→ Provided text:

In [1]:
from sklearn.feature_extraction.text import TfidfVectorizer
import re
import pandas as pd
from finbert_embedding.embedding import FinbertEmbedding
from transformers import BertTokenizer, BertForSequenceClassification
import numpy as np
from tqdm import tqdm
import glob
import os.path
from pandas import *
from collections import Counter
import time

In [2]:
current_data_directory = os.path.abspath("./data/sp500")
path_text = current_data_directory + "/text/"
path_to_id_csv = current_data_directory + "/df_100stocks_sp500.csv"


In [3]:
print(current_data_directory)

/Users/juliencyrusenyegue/Documents/GitHub/financial_econometrics_project/FinBert/data/sp500


In [4]:
data = read_csv(path_to_id_csv)
ID_sp500 = data['id'].tolist()

In [5]:
alphabets= "([A-Za-z])"
prefixes = "(Mr|St|Mrs|Ms|Dr)[.]"
suffixes = "(Inc|Ltd|Jr|Sr|Co)"
starters = "(Mr|Mrs|Ms|Dr|He\s|She\s|It\s|They\s|Their\s|Our\s|We\s|But\s|However\s|That\s|This\s|Wherever)"
acronyms = "([A-Z][.][A-Z][.](?:[A-Z][.])?)"
websites = "[.](com|net|org|io|gov)"

In [6]:
finbert = BertForSequenceClassification.from_pretrained('yiyanghkust/finbert-tone',num_labels=3)
tokenizer = BertTokenizer.from_pretrained('yiyanghkust/finbert-tone')

In [7]:
# Extract texts from the directory

def extract_texts(start, N):

    texts = []
    first_sentence = []
    articles = []
    list_ID = []
   
    list_tickers = os.listdir(path_text)
    list_tickers.remove('.DS_Store') # for mac
 
    for ticker in list_tickers:
        
        list_articles = glob.glob(path_text+ticker+"/*")
        
        ID = []
        for s in list_articles:
            
            test_id = int(s.replace(path_text+str(ticker)+"/", ""))

→ Supplied records:
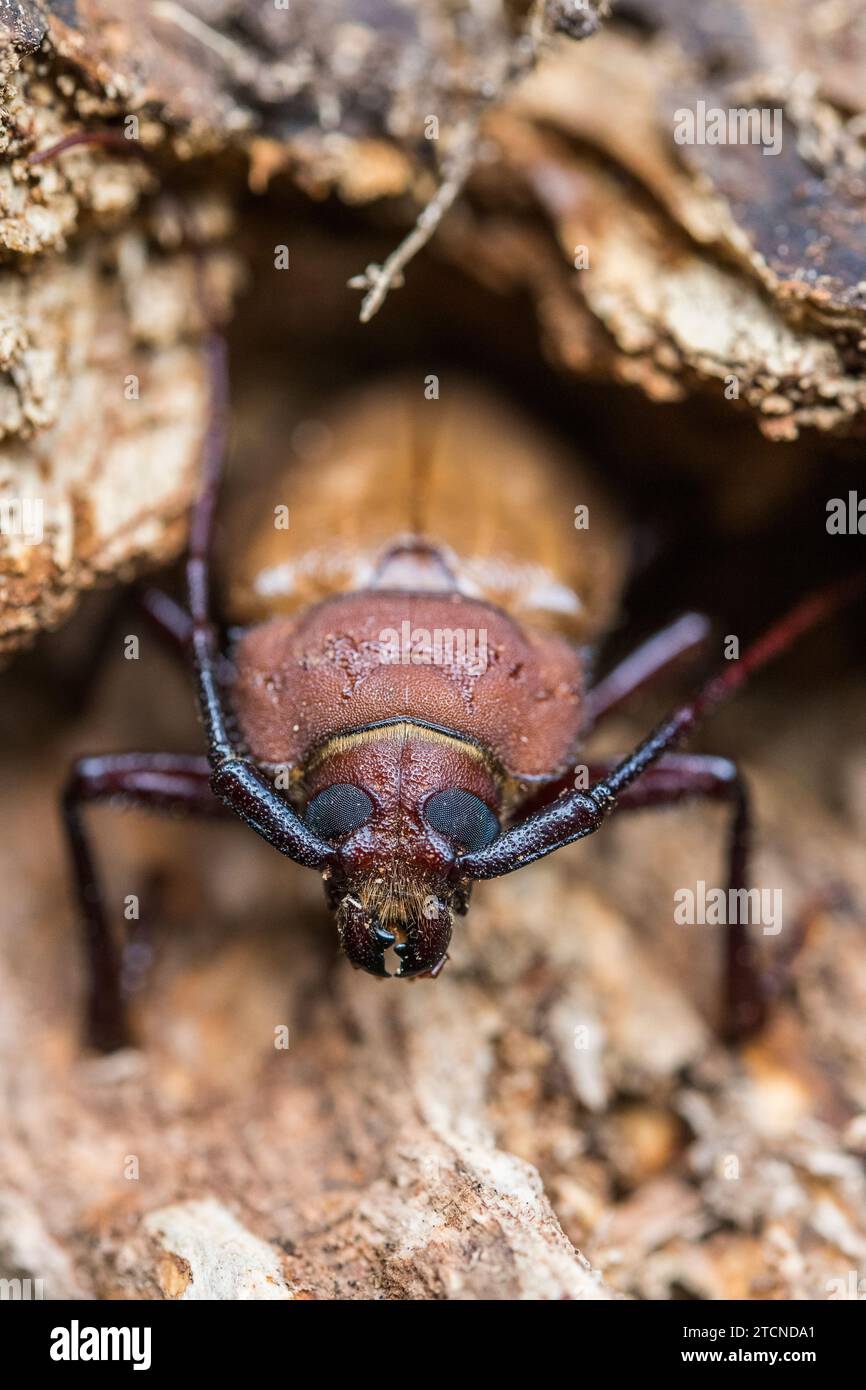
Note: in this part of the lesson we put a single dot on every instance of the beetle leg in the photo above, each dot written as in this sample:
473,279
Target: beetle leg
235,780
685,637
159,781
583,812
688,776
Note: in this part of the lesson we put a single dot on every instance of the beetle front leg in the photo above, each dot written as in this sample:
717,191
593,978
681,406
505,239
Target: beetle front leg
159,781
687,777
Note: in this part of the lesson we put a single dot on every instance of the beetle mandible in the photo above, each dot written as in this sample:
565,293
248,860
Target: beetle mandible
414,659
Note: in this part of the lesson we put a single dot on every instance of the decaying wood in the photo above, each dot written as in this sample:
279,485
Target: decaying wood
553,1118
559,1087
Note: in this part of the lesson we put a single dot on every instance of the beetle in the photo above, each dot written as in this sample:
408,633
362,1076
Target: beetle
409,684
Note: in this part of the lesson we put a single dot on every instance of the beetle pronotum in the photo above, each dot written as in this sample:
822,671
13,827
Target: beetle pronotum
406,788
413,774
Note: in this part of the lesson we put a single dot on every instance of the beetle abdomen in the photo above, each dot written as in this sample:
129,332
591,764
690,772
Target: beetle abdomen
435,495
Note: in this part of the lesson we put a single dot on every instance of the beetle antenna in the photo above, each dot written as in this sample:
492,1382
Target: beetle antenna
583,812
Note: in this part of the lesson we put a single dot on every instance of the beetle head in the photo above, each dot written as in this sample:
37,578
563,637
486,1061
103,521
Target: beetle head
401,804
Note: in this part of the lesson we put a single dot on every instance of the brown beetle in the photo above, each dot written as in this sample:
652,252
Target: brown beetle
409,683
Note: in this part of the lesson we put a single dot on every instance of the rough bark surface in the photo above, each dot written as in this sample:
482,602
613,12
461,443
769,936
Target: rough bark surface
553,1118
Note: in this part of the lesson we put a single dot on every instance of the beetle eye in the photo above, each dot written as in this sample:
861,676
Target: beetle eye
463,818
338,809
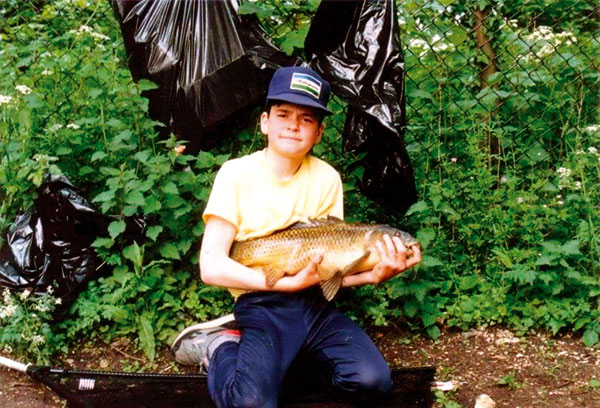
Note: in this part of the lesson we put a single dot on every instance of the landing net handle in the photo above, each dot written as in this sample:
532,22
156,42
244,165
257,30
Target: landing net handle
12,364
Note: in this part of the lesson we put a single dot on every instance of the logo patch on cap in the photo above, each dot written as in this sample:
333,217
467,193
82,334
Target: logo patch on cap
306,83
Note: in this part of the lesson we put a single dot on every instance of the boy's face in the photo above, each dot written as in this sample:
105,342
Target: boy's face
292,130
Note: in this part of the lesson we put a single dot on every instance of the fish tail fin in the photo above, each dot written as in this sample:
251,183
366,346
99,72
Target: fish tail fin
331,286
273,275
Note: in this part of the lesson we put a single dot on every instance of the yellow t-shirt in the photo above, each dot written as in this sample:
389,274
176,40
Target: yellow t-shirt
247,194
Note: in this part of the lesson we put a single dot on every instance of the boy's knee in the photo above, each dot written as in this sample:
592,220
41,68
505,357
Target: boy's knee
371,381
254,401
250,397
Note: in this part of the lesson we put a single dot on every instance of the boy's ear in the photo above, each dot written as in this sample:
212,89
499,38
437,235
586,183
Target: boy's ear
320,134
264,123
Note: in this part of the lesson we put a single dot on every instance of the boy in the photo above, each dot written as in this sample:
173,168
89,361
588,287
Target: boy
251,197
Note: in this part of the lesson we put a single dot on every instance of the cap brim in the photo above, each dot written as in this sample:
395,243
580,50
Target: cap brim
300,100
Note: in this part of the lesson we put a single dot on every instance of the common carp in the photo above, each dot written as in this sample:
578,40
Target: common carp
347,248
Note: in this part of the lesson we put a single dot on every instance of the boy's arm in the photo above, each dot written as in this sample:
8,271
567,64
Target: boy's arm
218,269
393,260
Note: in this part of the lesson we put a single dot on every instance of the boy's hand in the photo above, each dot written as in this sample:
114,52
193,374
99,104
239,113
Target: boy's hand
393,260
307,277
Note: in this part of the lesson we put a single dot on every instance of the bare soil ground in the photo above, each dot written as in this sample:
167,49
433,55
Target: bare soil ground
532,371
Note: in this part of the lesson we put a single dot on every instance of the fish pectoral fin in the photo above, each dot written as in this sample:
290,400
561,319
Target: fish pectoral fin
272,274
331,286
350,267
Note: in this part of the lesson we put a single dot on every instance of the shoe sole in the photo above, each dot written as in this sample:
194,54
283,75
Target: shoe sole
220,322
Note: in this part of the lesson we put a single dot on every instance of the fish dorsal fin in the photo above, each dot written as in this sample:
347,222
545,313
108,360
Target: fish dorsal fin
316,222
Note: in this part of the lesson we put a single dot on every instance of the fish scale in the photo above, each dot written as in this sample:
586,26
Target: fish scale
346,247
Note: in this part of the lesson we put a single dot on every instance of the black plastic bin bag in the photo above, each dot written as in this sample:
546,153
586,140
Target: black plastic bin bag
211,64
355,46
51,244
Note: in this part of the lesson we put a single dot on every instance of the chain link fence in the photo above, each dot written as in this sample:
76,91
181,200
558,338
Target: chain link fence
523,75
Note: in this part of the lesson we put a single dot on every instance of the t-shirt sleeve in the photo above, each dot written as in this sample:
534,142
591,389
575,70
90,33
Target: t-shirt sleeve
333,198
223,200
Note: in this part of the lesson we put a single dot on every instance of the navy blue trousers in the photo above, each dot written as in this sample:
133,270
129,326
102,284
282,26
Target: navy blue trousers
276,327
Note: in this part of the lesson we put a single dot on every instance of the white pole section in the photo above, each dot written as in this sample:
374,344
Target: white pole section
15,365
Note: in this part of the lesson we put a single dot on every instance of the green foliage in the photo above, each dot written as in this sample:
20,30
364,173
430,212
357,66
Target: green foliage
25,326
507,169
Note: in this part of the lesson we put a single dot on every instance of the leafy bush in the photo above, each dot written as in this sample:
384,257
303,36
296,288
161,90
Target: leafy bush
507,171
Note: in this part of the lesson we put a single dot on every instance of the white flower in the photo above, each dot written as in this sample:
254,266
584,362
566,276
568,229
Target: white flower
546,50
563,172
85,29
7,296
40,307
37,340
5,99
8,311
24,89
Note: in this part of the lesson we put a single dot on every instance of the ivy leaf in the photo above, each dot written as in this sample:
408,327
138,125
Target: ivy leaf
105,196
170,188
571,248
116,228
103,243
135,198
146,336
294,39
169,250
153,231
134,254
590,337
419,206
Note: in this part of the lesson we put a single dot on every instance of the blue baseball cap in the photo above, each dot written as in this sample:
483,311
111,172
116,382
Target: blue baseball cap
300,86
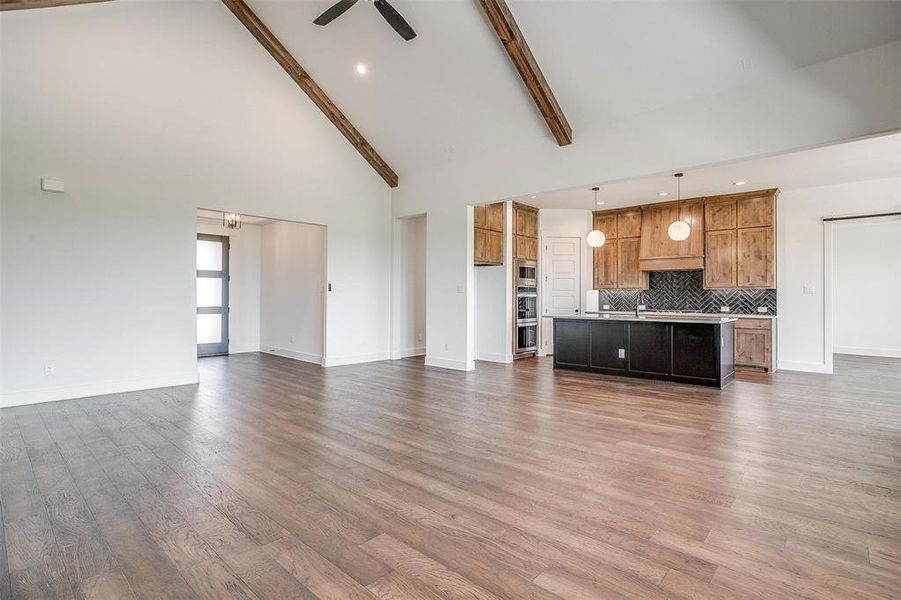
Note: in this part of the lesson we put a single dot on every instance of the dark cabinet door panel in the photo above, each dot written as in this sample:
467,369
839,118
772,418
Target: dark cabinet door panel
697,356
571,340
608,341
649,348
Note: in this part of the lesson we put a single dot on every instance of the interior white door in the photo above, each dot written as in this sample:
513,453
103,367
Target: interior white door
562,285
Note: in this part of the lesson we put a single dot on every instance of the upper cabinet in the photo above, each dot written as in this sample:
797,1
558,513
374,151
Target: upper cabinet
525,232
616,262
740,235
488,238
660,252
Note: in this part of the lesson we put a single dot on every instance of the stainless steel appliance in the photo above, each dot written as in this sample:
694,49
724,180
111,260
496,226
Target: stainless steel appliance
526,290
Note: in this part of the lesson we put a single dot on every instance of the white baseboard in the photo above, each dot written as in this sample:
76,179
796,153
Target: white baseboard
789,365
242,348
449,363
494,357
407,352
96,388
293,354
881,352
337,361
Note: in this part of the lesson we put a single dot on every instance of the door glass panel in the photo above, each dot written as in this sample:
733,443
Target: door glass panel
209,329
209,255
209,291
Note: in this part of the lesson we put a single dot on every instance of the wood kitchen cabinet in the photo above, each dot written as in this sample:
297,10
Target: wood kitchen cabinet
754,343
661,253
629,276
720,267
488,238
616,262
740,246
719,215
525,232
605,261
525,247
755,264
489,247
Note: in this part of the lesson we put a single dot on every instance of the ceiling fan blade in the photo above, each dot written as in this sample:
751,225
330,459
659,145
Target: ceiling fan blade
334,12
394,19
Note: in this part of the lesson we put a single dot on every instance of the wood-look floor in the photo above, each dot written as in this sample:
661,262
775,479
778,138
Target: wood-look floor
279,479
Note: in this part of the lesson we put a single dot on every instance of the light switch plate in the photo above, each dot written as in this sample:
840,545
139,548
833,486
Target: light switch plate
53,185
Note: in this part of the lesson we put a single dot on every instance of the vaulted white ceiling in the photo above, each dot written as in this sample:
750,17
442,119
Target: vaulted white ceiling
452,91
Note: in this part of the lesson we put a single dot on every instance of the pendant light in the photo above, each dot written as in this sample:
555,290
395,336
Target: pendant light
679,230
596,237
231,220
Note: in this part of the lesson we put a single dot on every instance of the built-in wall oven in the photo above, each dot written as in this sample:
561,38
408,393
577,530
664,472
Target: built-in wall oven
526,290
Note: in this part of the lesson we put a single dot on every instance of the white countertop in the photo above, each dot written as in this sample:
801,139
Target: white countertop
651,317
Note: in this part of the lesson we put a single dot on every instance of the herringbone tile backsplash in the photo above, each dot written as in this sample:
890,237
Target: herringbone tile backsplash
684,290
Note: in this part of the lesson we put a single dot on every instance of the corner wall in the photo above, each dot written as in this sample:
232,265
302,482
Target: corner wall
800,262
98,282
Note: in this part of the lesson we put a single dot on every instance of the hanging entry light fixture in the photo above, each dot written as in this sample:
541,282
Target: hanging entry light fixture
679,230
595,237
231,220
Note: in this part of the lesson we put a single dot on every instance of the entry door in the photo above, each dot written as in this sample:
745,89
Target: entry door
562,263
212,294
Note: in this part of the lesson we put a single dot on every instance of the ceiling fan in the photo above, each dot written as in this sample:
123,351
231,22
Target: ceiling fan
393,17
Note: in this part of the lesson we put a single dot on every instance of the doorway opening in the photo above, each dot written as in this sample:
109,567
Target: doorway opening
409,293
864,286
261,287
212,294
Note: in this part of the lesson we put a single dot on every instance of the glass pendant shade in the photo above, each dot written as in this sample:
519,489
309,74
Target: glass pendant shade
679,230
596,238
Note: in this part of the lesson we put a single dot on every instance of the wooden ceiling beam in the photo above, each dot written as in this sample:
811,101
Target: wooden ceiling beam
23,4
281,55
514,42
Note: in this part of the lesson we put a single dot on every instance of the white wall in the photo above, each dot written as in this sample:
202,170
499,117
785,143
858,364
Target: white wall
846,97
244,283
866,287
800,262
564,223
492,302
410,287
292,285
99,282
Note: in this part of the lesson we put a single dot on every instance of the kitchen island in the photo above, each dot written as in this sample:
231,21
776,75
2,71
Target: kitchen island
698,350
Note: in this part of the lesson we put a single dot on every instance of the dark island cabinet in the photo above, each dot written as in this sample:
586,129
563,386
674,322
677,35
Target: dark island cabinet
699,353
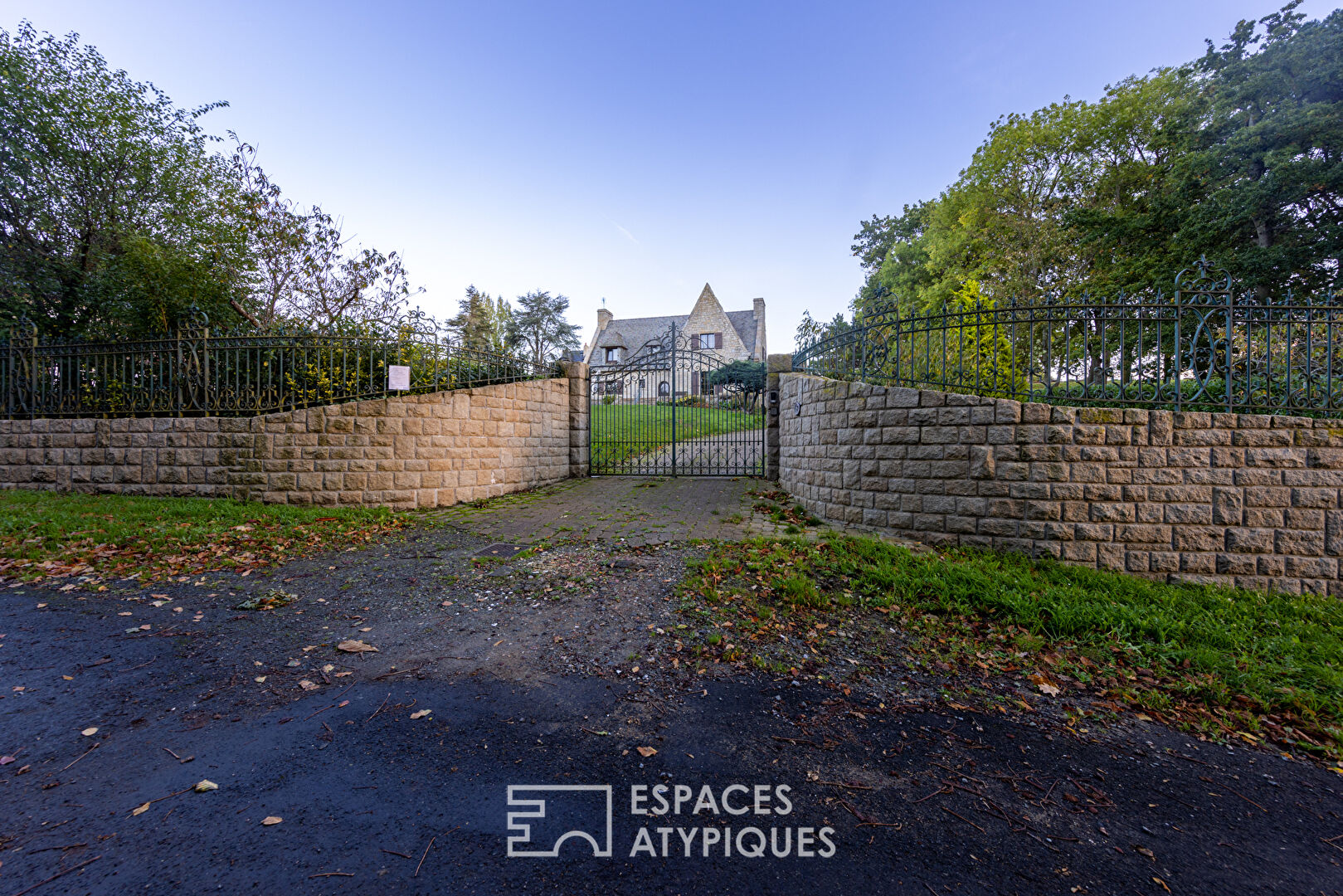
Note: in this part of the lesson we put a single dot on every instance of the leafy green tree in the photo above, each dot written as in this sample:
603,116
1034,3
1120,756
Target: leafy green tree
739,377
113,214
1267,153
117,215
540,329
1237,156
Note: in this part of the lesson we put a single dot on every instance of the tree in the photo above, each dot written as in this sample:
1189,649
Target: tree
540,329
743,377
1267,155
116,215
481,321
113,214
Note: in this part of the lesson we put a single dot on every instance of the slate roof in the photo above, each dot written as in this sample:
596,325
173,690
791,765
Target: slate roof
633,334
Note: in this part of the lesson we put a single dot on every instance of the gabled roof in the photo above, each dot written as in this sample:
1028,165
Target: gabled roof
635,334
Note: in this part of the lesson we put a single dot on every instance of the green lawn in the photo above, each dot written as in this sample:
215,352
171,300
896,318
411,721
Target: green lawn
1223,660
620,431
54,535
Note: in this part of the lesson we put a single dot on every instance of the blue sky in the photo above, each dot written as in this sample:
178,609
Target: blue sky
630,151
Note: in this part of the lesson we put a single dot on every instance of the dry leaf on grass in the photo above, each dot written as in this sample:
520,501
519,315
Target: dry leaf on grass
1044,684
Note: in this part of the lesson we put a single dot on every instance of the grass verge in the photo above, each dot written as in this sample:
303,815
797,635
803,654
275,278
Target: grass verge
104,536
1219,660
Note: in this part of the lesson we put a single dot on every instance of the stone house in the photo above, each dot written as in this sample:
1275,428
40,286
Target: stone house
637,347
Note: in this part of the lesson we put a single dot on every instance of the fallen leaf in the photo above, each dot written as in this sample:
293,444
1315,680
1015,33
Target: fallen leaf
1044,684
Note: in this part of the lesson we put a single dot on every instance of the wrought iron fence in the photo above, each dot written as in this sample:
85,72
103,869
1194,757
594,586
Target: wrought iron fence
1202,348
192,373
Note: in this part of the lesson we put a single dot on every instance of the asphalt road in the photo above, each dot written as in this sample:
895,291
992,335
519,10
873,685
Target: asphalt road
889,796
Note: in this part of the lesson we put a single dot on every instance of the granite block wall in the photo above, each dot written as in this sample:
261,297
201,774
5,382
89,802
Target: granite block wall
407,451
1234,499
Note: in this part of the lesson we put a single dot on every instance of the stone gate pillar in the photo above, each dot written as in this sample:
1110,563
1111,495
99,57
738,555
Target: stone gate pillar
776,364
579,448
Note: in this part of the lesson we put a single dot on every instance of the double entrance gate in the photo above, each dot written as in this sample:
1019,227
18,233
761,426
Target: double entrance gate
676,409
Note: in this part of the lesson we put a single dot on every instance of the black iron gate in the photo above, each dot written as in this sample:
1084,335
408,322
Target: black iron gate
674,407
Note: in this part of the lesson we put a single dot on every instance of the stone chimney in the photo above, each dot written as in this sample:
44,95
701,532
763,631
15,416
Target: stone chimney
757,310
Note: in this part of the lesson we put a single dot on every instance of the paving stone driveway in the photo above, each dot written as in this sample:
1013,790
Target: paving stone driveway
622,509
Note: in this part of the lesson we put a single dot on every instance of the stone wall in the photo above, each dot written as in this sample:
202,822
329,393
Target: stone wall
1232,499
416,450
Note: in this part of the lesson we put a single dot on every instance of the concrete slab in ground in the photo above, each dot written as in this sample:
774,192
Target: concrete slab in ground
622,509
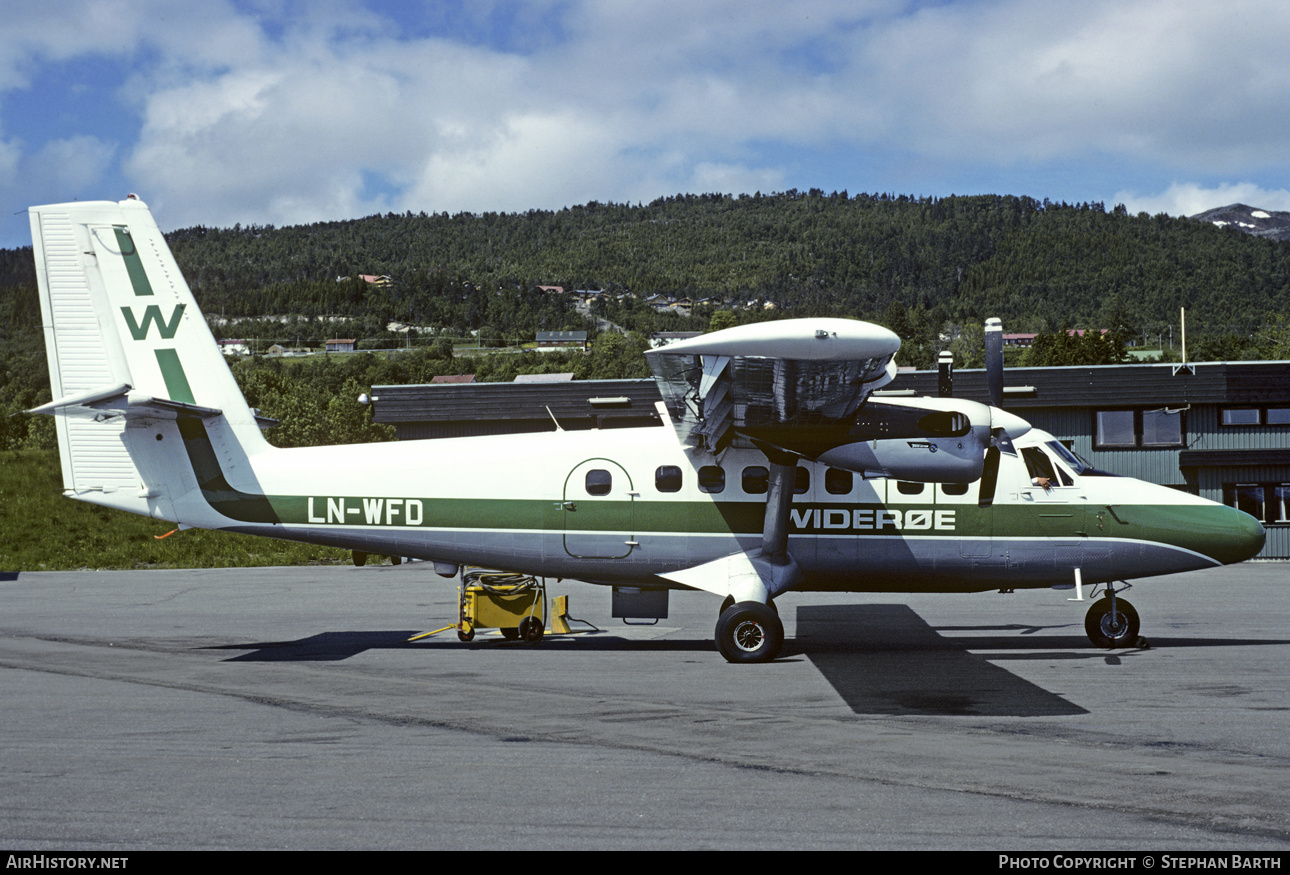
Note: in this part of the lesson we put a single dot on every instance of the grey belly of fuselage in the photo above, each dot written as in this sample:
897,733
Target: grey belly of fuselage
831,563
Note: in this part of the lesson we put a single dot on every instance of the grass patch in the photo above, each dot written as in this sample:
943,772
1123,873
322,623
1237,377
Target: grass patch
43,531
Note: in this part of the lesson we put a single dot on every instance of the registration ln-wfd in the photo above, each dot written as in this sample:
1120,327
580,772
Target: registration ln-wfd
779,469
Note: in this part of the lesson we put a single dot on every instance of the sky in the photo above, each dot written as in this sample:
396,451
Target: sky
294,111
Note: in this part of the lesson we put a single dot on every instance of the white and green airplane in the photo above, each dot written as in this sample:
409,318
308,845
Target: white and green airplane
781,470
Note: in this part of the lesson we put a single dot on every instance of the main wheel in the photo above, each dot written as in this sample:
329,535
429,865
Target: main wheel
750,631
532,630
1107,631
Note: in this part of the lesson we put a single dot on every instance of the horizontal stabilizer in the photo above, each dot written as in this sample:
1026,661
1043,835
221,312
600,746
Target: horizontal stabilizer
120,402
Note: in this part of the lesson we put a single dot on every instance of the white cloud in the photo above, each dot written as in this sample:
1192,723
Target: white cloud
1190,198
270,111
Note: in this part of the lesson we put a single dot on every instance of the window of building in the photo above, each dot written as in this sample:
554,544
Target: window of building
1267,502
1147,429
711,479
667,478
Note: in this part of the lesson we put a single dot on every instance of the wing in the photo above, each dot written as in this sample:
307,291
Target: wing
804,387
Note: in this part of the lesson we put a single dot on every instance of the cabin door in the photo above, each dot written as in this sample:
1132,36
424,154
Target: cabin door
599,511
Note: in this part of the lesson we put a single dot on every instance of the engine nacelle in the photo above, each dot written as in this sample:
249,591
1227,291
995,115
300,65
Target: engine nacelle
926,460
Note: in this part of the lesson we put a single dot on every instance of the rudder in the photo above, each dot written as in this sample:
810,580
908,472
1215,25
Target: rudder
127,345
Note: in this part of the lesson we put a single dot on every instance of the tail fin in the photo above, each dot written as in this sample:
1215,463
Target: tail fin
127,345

→ Requests:
a) Answer these from the FinBERT notebook code:
(i) Which pretrained model name is passed to from_pretrained for both the classifier and the tokenizer?
(ii) Which CSV file name does path_to_id_csv end with?
(iii) Which entry is removed from list_tickers inside extract_texts?
b) Write the next part of the FinBERT notebook code, continuing from its final line.

→ Responses to the tasks:
a)
(i) 'yiyanghkust/finbert-tone'
(ii) df_100stocks_sp500.csv
(iii) '.DS_Store'

b)
          
            if test_id in ID_sp500:
                
                with open(s) as f:
                    
                    x = re.sub(path_text+str(ticker)+"/","",s)
                    articles.append(x)
                    t = f.read()
                    texts.append(t)
        
                ID.append(test_id)
                  
        list_ID += ID
        
     
    return texts, list_ID


In [8]:
def split_into_sentences(text):
    text = " " + text + "  "
    text = text.replace("\n"," ")
    text = re.sub(prefixes,"\\1<prd>",text)
    text = re.sub(websites,"<prd>\\1",text)
    if "Ph.D" in text: text = text.replace("Ph.D.","Ph<prd>D<prd>")
    text = re.sub("\s" + alphabets + "[.] "," \\1<prd> ",text)
    text = re.sub(acronyms+" "+starters,"\\1<stop> \\2",text)
    text = re.sub(alphabets + "[.]" + alphabets + "[.]" + alphabets + "[.]","\\1<prd>\\2<prd>\\3<prd>",text)
    text = re.sub(alphabets + "[.]" + alphabets + "[.]","\\1<prd>\\2<prd>",text)
    text = re.sub(" "+suffixes+"[.] "+starters," \\1<stop> \\2",text)
    text = re.sub(" "+suffixes+"[.]"," \\1<prd>",text)
    text = re.sub(" " + alphabets + "[.]"," \\1<prd>",text)
    if "”" in text: text = text.replace(".”","”.")
    if "\"" in text: text = text.replace(".\"","\".")
    if "!" in text: text = text.replace("!\"","\"!")
    if "?" in text: text = text.replace("?\"","\"?")
    text = text.replace(".",".<stop>")
    text = text.replace("?","?<stop>")
    text = text.replace("!","!<stop>")
    text = text.replace("<prd>",".")
    sentences = text.split("<stop>")
    sentences = sentences[:-1]
    sentences = [s.strip() for s in sentences]

    #sentences = [x for x in sentences if len(x.split(' '))>5]
    return sentences


In [9]:
# Run finbert on each text and count the nb of neutral, positive, negative sentences

def finbert_texts(start,n_texts, texts):
    labels = {0:'neutral', 1:'positive',2:'negative'}
    data = np.zeros((n_texts,3))

    for j in tqdm(range(start,start + n_texts)):
        
        print(j - start + 1)
        sentences = split_into_sentences(texts[j])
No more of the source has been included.